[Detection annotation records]

..............................

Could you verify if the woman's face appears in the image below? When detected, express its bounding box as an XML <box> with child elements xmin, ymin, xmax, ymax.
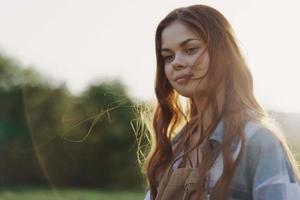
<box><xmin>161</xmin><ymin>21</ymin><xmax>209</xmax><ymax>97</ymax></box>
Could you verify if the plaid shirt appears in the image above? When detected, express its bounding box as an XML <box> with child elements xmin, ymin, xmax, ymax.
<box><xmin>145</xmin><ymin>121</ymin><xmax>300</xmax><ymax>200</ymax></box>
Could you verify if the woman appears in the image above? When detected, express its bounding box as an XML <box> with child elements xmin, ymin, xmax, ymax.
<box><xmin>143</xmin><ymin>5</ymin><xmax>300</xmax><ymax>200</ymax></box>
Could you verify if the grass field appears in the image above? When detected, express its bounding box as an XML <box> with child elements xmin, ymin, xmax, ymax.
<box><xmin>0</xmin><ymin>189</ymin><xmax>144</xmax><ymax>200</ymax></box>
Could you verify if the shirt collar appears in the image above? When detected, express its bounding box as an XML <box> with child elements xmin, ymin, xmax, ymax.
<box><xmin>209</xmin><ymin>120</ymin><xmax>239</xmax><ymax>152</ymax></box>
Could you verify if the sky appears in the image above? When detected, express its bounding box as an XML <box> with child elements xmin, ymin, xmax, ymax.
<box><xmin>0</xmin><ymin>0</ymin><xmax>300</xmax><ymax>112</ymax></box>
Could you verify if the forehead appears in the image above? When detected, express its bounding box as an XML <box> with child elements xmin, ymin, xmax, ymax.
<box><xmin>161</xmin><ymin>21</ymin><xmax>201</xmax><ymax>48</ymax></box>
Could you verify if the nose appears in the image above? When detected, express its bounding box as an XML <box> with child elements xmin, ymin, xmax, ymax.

..............................

▶ YOUR OBJECTIVE
Please write out all the data again word for word, but not the pictures.

▶ RESULT
Could you verify if the woman's face appears in the image below? When detected, express its bounding box as an XML <box> with child elements xmin, ymin, xmax, ymax.
<box><xmin>161</xmin><ymin>21</ymin><xmax>209</xmax><ymax>97</ymax></box>
Could you verify if the plaid shirt appears in the image above? When detected, express its bounding box as an XML <box> with child elements xmin, ymin, xmax, ymax.
<box><xmin>145</xmin><ymin>121</ymin><xmax>300</xmax><ymax>200</ymax></box>
Could you verify if the woman appears in the image above? When detected, express its bounding box as an XML <box> with child elements xmin, ymin, xmax, ymax.
<box><xmin>143</xmin><ymin>5</ymin><xmax>300</xmax><ymax>200</ymax></box>
Could you verify if the grass field appears in the image above? When detected, express its bounding box as an XML <box> with child elements xmin, ymin, xmax, ymax.
<box><xmin>0</xmin><ymin>189</ymin><xmax>144</xmax><ymax>200</ymax></box>
Could you verify if the shirt collar appears in the image above? When detected, express its bounding box as an XML <box> with child elements xmin, ymin, xmax, ymax.
<box><xmin>209</xmin><ymin>120</ymin><xmax>239</xmax><ymax>152</ymax></box>
Could you verify if the sky appears in the image above? When detected, express its bounding box as an XML <box> with child elements xmin, ymin, xmax, ymax.
<box><xmin>0</xmin><ymin>0</ymin><xmax>300</xmax><ymax>112</ymax></box>
Could you verify if the forehead appears in the image above? When detected, express its bounding box as an XML <box> with child elements xmin, ymin, xmax, ymax.
<box><xmin>161</xmin><ymin>21</ymin><xmax>201</xmax><ymax>48</ymax></box>
Could you verify if the nose appears in the image above? When detected, express its bounding box as an XML <box> with child elements xmin, ymin, xmax, ymax.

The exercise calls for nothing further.